- **WHAT YOU NEED TO DO**: From the text on Ed Roth's custom cars, transcribe the passage from "The Orbitron outside" up to and including "in October 2008.".

- **EXERCISE TEXT**:
The Orbitron outside a Juarez sex shop in 2007
Ed sold the Orbitron in '67 for $750, and unlike his other machines it faded into obscurity: it passed through a few hands and apparently spent the early '70s in El Paso, Texas with a For Sale sign stuck on the bubble. After that it basically disappeared until 2007 when Michael Lightbourn rediscovered it rotting away (sans nose cone) in front of a sex shop in Juarez, Mexico. After a year of restoration the car was again released in October 2008. 
After the Orbitron failure, Roth came out with Surfite (1964) based on an Austin Mini Cooper; Road Agent (1965), a Joe Henning design with a Corvair rear engine; Rotar (1965) -a "hovercar" which featured twin Triumph 650 engines and high pressure props that created a cushion of air that "allowed it to propel itself on land and water", and The Druid Princess (1966).


"Surfite" 1964

"Rotar" '65

"Druid Princess" '66


"Road Agent" '65


"Tweedie Pie"
During this time Ed also owned and modified Tweedie Pie, a 1920 T-bucket built by Bob Johnston. Roth bought the car ‘in a basket’ and rebuilt it in 1962, adding a Corvette V-8 with six Stromberg 97 carburetors; a rolled and pleated Naugahyde interior, his signature nerf bars and chrome undercarriage  along with his own particular brand of pin striping. He sold it around '65, possibly to raise cash for the other builds.

- **RECORDS**:
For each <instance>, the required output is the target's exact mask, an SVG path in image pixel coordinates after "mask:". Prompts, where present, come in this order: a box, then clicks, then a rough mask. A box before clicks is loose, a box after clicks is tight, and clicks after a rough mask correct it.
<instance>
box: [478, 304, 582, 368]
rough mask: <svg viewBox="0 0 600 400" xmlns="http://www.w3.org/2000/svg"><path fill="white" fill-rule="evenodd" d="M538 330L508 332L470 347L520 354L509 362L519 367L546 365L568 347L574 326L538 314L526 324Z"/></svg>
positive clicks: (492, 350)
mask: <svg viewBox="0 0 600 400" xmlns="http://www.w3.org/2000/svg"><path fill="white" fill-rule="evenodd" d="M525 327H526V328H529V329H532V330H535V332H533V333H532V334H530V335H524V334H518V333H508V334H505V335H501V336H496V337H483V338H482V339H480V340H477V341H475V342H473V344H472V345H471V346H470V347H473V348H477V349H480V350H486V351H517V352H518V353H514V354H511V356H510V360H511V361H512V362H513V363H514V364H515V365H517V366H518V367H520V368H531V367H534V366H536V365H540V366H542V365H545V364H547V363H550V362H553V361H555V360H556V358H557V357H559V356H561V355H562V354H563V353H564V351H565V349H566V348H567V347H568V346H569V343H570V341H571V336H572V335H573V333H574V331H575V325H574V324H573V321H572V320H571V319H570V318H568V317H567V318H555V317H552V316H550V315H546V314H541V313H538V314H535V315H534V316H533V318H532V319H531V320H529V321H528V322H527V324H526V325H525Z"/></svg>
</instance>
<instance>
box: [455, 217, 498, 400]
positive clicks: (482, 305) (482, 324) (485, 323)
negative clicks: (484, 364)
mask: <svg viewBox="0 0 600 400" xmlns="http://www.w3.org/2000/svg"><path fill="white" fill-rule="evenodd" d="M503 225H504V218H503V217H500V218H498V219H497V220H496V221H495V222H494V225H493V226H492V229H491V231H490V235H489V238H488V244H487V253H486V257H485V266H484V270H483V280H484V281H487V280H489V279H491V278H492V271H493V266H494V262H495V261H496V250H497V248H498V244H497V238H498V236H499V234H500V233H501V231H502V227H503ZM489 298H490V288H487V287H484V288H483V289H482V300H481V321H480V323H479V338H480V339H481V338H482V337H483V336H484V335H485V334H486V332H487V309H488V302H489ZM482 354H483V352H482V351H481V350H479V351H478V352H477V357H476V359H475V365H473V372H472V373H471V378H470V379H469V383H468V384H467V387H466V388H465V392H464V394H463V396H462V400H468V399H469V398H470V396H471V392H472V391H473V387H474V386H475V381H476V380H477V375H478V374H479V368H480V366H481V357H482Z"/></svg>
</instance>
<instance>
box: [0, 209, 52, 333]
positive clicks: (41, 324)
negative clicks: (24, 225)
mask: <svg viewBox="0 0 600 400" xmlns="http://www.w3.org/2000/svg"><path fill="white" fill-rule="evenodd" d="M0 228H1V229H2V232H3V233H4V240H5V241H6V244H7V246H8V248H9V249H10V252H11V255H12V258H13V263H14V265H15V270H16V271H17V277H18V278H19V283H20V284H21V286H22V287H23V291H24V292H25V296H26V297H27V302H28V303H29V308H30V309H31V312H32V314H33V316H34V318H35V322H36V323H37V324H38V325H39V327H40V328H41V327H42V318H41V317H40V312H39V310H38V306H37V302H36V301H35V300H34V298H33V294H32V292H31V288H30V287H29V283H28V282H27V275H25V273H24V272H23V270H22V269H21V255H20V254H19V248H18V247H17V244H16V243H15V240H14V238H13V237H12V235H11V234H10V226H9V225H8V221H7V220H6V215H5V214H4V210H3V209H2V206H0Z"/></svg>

- **RESPONSE TO THE TASK**:
The Orbitron outside a Juarez sex shop in 2007
Ed sold the Orbitron in '67 for $750, and unlike his other machines it faded into obscurity: it passed through a few hands and apparently spent the early '70s in El Paso, Texas with a For Sale sign stuck on the bubble. After that it basically disappeared until 2007 when Michael Lightbourn rediscovered it rotting away (sans nose cone) in front of a sex shop in Juarez, Mexico. After a year of restoration the car was again released in October 2008.